# What is expected
Could you return every record below without changing a word?

=== Input records ===

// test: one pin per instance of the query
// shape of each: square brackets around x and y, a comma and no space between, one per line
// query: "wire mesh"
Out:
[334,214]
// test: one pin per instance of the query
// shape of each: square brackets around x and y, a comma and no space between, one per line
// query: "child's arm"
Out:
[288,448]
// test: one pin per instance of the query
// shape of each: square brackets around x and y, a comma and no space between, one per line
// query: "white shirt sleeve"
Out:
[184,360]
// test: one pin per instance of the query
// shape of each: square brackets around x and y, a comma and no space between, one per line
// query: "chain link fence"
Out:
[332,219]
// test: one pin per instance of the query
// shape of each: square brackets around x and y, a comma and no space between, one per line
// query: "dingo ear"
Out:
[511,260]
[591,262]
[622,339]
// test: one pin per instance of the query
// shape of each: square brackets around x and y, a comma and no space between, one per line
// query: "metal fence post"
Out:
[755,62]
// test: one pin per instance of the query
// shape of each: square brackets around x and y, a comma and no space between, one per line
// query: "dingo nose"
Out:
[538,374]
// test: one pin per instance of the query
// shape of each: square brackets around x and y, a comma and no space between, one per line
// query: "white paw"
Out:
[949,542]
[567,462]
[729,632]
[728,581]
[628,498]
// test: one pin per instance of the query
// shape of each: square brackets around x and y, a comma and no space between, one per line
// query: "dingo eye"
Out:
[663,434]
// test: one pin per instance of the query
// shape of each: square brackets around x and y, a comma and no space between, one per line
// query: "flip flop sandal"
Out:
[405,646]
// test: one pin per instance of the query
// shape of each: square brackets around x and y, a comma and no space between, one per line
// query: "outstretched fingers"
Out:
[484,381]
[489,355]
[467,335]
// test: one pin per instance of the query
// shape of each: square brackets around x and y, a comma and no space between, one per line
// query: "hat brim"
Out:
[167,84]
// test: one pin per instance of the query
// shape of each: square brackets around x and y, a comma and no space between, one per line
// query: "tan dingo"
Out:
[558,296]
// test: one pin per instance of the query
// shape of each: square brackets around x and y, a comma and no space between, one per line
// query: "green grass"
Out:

===

# Response
// test: one pin per instance of the query
// shape of each: square brackets around x and y, a comma and no space between, one per line
// query: "wire mesh"
Out:
[334,214]
// test: one pin per instance of the query
// shape of each: square brackets around x and y, a comma and no space between, one per line
// query: "child's arm"
Out:
[288,448]
// test: one pin per instance of the query
// shape of each: square brackets around x and y, a comma and no space between, one per line
// query: "white shirt sleeve"
Out:
[184,360]
// test: one pin per instance of the query
// shape of each: square brackets around x and y, a comma and no space between, one per line
// query: "chain link fence"
Out:
[332,219]
// test: one pin per instance of the query
// shape of each: square brackets around x and y, a comma and no space between, one per line
// query: "dingo ear"
Out:
[511,260]
[591,262]
[622,339]
// test: one pin per instance of the query
// shape of each: square brackets around x and y, a comma and no space between, one per line
// query: "metal fence post"
Out:
[755,62]
// test: one pin per instance of the query
// shape of each: square brackets around x and y, a comma and no space between, one per line
// query: "dingo nose"
Out:
[538,374]
// test: one pin per instance of the query
// shape of each: square brackets around x and y, a comma and no space between, one per line
// query: "white paw"
Out:
[949,542]
[567,462]
[729,632]
[728,581]
[628,498]
// test: one pin per instance of the query
// shape of each: square brackets around x and y, a comma and no space between, one per line
// query: "dingo eye"
Out:
[663,434]
// test: one pin per instance of the query
// shape of each: square brackets around x and y, a comma and no space between, one per line
// query: "flip flop sandal"
Out:
[405,646]
// test: one pin per instance of the query
// shape of each: square brackets around x and y, a comma and no space between, one per line
// query: "outstretched fingers"
Out:
[484,381]
[489,355]
[467,335]
// test: one pin per instance of the query
// shape of each: square brackets around x and y, a comma and no space between, one per line
// query: "hat brim"
Out:
[167,84]
// test: one pin per instance of the query
// shape of each: square brackets around x and y, a comma and no space between, one per line
// query: "tan dingo"
Out:
[558,296]
// test: one pin per instance of the query
// shape of each: square brackets around x and y, a comma and no space between, one per line
// query: "green grass"
Out:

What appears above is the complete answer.